◆ Problem description ◆
Please reproduce word for word the rows below, starting with the line containing "Reviewer check: make sure each instance of the gray" and going on through the final row, with both of those lines included.

◆ Data for this task ◆
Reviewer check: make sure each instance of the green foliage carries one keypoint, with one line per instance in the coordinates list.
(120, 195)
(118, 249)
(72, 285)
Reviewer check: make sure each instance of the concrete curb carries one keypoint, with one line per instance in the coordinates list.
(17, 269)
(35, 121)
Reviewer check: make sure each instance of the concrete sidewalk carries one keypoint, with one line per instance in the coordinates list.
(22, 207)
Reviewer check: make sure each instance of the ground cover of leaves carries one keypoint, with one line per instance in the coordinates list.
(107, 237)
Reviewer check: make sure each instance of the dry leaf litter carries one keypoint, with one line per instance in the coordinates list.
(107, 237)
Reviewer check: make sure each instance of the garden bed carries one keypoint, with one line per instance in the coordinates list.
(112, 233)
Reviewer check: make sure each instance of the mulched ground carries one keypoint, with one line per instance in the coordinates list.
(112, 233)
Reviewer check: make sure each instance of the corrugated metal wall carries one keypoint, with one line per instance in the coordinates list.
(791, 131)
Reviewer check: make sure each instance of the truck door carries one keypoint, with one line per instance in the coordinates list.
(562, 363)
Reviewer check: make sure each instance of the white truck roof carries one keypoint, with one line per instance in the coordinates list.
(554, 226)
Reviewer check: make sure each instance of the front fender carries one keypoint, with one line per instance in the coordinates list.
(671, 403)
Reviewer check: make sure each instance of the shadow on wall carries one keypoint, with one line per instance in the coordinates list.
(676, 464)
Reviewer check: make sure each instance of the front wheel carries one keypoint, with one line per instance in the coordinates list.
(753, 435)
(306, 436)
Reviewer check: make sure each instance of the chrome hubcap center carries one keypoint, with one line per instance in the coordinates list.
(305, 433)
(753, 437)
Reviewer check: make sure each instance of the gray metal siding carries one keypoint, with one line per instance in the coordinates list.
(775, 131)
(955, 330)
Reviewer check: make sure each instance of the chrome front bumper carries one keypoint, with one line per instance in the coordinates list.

◆ Complete output ◆
Reviewer check: make sure each instance of the gray metal siding carries one keypoint, with one line per instance in the coordinates list.
(775, 131)
(955, 330)
Reviewer check: make sure each instance of the chrome front bumper carries one keypoint, with one line per instance in the coordinates list.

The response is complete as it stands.